Required task: Copy every line from the start of the material through the line containing "x=749, y=248", shifting each x and y value in the answer coordinates by -139 and leaving all other numbers unchanged. Leave the pictures out.

══════

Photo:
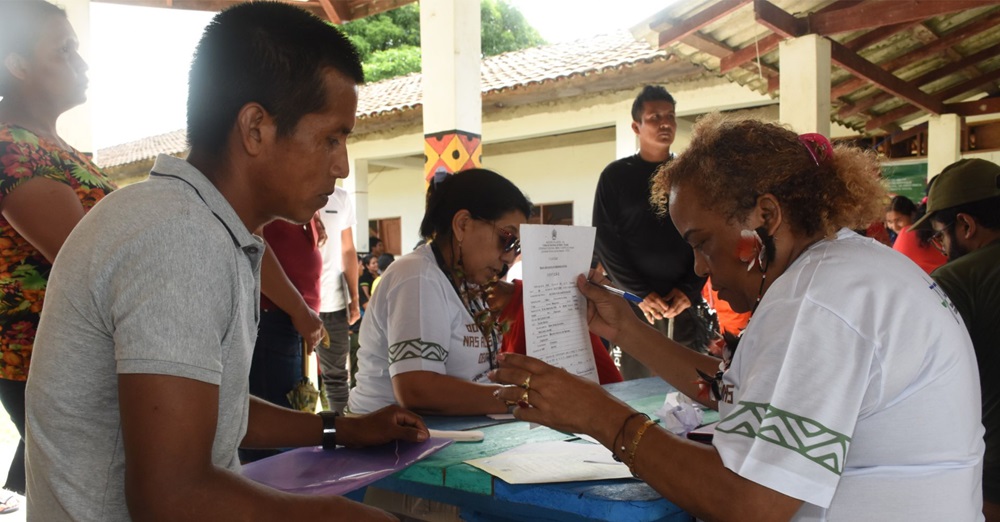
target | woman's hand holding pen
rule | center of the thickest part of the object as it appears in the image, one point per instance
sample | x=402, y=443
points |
x=607, y=314
x=558, y=399
x=655, y=306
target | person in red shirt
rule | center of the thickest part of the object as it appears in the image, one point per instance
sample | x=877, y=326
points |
x=910, y=242
x=289, y=313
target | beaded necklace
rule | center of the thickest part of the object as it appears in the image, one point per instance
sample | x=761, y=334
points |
x=474, y=299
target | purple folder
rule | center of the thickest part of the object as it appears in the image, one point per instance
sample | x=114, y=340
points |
x=314, y=471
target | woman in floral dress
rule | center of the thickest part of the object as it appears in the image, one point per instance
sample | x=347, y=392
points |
x=46, y=186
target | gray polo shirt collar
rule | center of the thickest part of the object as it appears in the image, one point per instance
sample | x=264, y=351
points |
x=171, y=167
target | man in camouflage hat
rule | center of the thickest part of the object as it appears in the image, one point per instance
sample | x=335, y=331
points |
x=963, y=208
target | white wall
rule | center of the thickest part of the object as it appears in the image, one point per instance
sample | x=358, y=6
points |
x=557, y=175
x=566, y=172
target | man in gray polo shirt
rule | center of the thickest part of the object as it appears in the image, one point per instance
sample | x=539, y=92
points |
x=138, y=397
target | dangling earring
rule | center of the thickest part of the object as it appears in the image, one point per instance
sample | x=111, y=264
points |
x=764, y=257
x=749, y=248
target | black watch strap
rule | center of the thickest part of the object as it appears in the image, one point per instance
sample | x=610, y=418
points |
x=329, y=429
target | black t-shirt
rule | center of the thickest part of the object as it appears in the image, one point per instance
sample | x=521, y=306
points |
x=641, y=251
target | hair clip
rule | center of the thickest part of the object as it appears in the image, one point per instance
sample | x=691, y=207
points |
x=819, y=147
x=439, y=176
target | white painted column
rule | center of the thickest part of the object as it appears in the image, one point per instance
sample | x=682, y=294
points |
x=626, y=142
x=356, y=186
x=805, y=84
x=944, y=134
x=452, y=95
x=75, y=126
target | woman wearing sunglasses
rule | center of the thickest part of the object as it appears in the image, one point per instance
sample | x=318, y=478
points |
x=853, y=392
x=428, y=340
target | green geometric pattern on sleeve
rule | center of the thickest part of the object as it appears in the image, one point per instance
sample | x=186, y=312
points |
x=417, y=349
x=802, y=435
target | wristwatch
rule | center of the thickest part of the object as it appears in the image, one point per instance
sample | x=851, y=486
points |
x=329, y=429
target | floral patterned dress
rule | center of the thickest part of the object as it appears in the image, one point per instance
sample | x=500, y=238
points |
x=24, y=271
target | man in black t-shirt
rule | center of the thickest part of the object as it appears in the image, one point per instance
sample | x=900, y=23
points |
x=642, y=252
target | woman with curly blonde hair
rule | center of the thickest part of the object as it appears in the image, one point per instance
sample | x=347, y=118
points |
x=853, y=394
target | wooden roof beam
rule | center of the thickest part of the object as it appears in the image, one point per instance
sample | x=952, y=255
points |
x=975, y=108
x=906, y=110
x=785, y=24
x=920, y=53
x=709, y=45
x=877, y=35
x=771, y=41
x=870, y=15
x=936, y=74
x=331, y=12
x=692, y=24
x=901, y=136
x=858, y=66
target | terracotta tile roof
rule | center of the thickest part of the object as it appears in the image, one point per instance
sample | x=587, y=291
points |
x=170, y=143
x=504, y=72
x=519, y=69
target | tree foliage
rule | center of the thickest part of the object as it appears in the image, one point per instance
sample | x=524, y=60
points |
x=389, y=42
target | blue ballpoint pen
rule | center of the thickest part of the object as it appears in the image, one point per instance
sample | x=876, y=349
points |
x=627, y=295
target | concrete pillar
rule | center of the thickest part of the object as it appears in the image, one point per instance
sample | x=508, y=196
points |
x=356, y=186
x=452, y=95
x=75, y=125
x=944, y=134
x=805, y=84
x=626, y=142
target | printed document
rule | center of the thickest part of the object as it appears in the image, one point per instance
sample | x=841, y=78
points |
x=555, y=312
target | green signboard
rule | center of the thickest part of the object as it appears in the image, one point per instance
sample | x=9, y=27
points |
x=906, y=180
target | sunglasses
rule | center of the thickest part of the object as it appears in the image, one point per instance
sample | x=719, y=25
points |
x=508, y=241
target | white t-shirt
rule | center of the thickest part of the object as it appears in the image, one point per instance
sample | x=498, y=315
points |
x=337, y=215
x=855, y=389
x=415, y=322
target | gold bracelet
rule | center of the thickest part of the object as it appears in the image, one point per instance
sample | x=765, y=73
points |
x=635, y=445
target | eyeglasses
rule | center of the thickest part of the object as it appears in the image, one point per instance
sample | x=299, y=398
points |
x=938, y=238
x=508, y=241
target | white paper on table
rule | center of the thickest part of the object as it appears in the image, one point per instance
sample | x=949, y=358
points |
x=555, y=312
x=546, y=462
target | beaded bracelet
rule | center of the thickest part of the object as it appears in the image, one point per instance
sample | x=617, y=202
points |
x=635, y=445
x=615, y=448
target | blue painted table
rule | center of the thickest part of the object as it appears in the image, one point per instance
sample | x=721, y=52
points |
x=444, y=477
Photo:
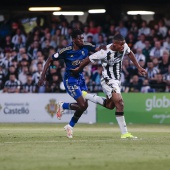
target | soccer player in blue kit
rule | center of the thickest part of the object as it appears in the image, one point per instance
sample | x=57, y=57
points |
x=72, y=55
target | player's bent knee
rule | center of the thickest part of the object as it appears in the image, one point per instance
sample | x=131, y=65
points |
x=119, y=113
x=119, y=104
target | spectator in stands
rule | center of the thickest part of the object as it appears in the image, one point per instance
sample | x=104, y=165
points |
x=158, y=84
x=140, y=57
x=101, y=40
x=18, y=37
x=68, y=36
x=151, y=70
x=166, y=43
x=130, y=40
x=36, y=76
x=162, y=29
x=165, y=62
x=92, y=27
x=50, y=41
x=134, y=85
x=2, y=77
x=57, y=37
x=22, y=76
x=99, y=34
x=54, y=85
x=144, y=29
x=134, y=29
x=76, y=22
x=166, y=79
x=122, y=29
x=29, y=86
x=90, y=40
x=146, y=87
x=156, y=51
x=146, y=51
x=12, y=85
x=7, y=45
x=141, y=42
x=110, y=33
x=86, y=32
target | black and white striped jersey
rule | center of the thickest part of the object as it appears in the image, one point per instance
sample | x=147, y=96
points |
x=111, y=61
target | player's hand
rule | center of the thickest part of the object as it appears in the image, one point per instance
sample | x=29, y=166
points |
x=41, y=82
x=102, y=47
x=142, y=71
x=75, y=71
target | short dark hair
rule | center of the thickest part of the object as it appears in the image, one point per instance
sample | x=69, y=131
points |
x=75, y=33
x=118, y=37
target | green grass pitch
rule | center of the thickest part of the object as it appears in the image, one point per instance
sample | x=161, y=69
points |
x=94, y=147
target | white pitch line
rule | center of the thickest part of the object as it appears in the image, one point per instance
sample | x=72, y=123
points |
x=69, y=140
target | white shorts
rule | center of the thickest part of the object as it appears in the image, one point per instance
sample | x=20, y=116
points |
x=111, y=86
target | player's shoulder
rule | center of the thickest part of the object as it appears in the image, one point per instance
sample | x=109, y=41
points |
x=88, y=44
x=65, y=49
x=126, y=46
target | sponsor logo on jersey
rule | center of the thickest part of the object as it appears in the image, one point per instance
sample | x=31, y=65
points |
x=65, y=49
x=51, y=107
x=83, y=53
x=75, y=63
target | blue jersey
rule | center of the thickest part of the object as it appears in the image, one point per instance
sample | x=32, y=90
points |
x=72, y=58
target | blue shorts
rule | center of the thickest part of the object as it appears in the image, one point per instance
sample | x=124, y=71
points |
x=75, y=85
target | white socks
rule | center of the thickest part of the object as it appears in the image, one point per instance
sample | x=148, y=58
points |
x=122, y=124
x=95, y=99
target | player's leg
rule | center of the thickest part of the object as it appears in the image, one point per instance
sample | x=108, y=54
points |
x=82, y=103
x=119, y=104
x=69, y=127
x=74, y=91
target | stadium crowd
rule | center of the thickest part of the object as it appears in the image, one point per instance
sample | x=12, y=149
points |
x=23, y=53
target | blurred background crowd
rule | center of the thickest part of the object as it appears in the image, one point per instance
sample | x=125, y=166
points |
x=25, y=48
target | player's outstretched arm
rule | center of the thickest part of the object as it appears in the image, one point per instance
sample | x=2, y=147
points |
x=42, y=78
x=84, y=63
x=141, y=70
x=101, y=47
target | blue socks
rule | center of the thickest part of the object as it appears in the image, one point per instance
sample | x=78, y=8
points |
x=73, y=121
x=66, y=105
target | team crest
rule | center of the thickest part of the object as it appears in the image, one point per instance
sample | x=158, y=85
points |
x=51, y=107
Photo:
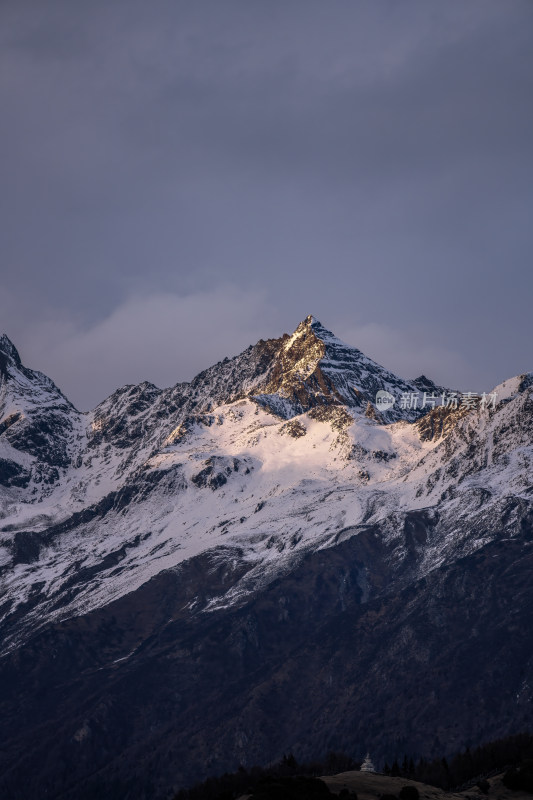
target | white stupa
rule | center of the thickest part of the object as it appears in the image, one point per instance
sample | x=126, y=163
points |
x=367, y=765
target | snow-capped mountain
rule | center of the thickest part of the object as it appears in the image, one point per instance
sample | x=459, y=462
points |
x=166, y=511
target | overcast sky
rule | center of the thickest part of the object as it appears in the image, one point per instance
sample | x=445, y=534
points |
x=179, y=179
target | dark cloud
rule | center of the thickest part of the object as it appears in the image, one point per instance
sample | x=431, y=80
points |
x=368, y=162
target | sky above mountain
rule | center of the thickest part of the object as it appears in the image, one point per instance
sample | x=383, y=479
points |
x=182, y=179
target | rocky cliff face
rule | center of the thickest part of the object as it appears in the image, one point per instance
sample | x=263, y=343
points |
x=253, y=562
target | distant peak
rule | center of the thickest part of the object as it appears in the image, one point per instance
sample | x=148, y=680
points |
x=311, y=325
x=8, y=348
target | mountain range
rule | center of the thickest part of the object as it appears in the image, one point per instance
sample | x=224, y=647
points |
x=259, y=561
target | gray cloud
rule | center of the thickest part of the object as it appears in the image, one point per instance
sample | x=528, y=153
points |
x=367, y=162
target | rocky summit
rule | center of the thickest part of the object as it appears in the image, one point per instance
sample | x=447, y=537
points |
x=262, y=560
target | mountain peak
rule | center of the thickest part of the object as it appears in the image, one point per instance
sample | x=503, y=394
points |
x=8, y=350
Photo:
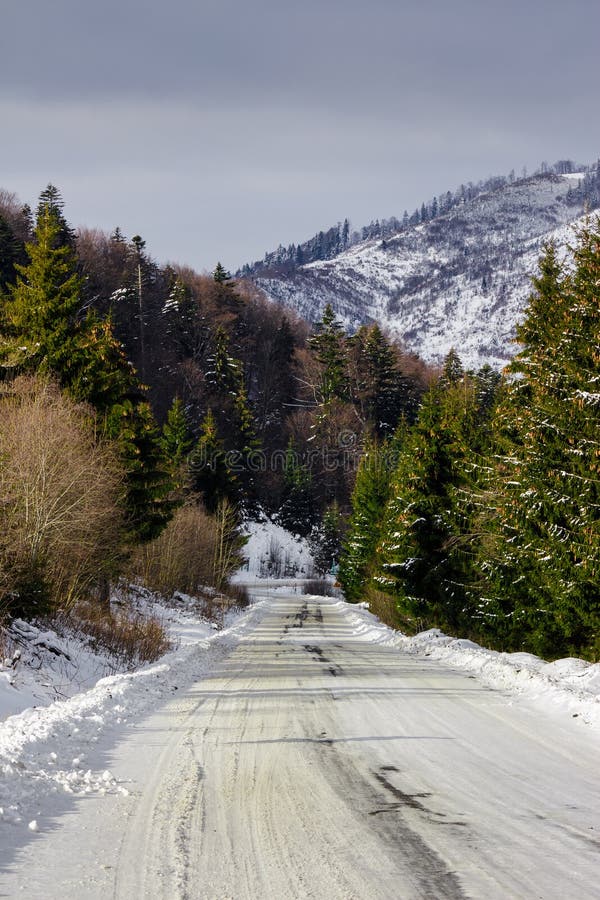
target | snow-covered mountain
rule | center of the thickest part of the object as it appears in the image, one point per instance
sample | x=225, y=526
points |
x=460, y=280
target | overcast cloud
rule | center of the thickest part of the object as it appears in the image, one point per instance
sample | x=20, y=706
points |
x=219, y=129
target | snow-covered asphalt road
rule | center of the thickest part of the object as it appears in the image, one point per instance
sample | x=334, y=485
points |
x=315, y=763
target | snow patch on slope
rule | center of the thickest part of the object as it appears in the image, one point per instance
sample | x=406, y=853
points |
x=461, y=280
x=273, y=552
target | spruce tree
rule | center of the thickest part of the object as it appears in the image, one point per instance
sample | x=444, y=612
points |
x=45, y=330
x=328, y=345
x=369, y=499
x=176, y=444
x=419, y=558
x=548, y=553
x=209, y=471
x=296, y=511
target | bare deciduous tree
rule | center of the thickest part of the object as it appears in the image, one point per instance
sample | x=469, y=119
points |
x=59, y=493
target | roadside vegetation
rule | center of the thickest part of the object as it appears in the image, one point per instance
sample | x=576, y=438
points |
x=146, y=410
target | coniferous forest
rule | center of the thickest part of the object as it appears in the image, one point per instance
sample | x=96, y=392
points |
x=147, y=410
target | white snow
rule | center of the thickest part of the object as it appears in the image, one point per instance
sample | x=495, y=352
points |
x=44, y=749
x=272, y=552
x=51, y=750
x=566, y=686
x=461, y=280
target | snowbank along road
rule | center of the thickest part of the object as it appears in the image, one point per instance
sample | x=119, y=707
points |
x=314, y=762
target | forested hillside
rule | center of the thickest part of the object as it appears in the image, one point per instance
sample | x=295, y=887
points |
x=147, y=410
x=487, y=521
x=170, y=405
x=457, y=272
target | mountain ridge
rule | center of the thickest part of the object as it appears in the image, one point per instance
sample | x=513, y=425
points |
x=460, y=279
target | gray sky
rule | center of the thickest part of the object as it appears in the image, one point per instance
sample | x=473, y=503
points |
x=218, y=130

══════

Expected answer:
Photo:
target | woman's hand holding pen
rule | center of the thickest part of the object as it appears in the image, one point per instance
sample | x=402, y=443
points |
x=468, y=175
x=419, y=260
x=516, y=167
target | person in red shirt
rule | center of the thickest part of the object as it appears in the image, one point per instance
sample | x=877, y=326
points |
x=771, y=103
x=150, y=174
target | beaded necklace
rule | center of the thickest part of the object as it appears in the image, one point per instance
sample | x=761, y=334
points |
x=335, y=160
target | purple folder
rule | center of the thickest part of the object as it appears in the image, one point per instance
sample | x=114, y=340
points |
x=175, y=332
target | woman in floral dress
rule | center of the thickest part of the object as it appears in the image, one point per instance
sample | x=347, y=392
points |
x=-93, y=47
target | gray polo shirt collar
rule | center of the thickest part of the object as it appears in the image, one point per instance
sample | x=264, y=351
points |
x=32, y=28
target | man in camouflage hat
rule | center of the thickest part of the object as it appears in the image, one point per instance
sample | x=335, y=331
points |
x=824, y=69
target | white wall
rule | center of the thickest part of the object as it appears in the image, one point per instance
sample | x=358, y=6
points |
x=418, y=36
x=427, y=33
target | man in gray polo shirt
rule | center of the thickest part of the object as it appears in the image, one point per instance
sample | x=539, y=92
points |
x=-1, y=258
target | dangling earring
rule | center of the thickest part of the object as it appears in the image, one point per instance
sample | x=111, y=264
points |
x=625, y=118
x=610, y=109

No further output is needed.